> _Problem requirements_: Rescale the entries below by copying every line, requests included, with each point coordinate in the answers multiplied by 0.7 and rounded to the nearest whole number, halves rounding up. Omit the pictures from your copy.
§
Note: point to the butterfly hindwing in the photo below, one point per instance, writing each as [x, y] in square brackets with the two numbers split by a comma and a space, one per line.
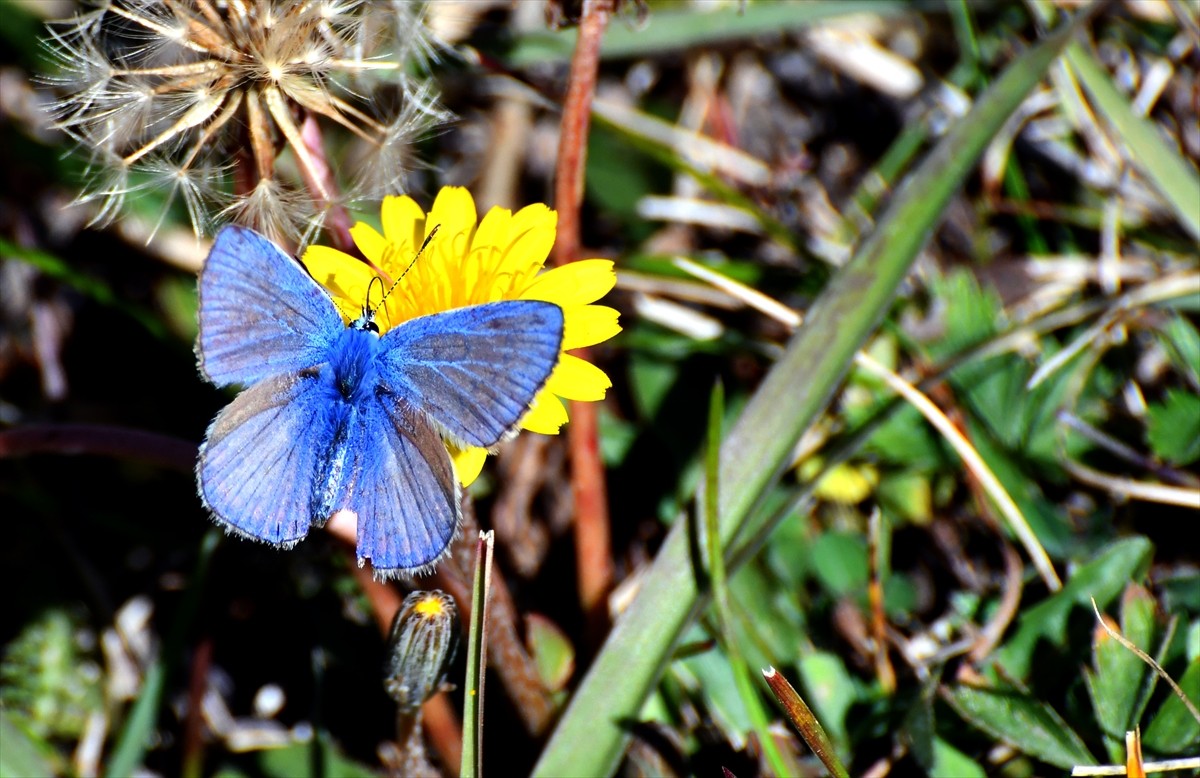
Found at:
[261, 458]
[261, 315]
[474, 370]
[406, 492]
§
> _Result for this task_:
Note: point to the butterfly hindwing in the photo below, one point per instance, writing each as [x, y] in square brackets with the two numbers split by a comma and a space, one per line.
Found at:
[183, 321]
[183, 221]
[332, 259]
[284, 344]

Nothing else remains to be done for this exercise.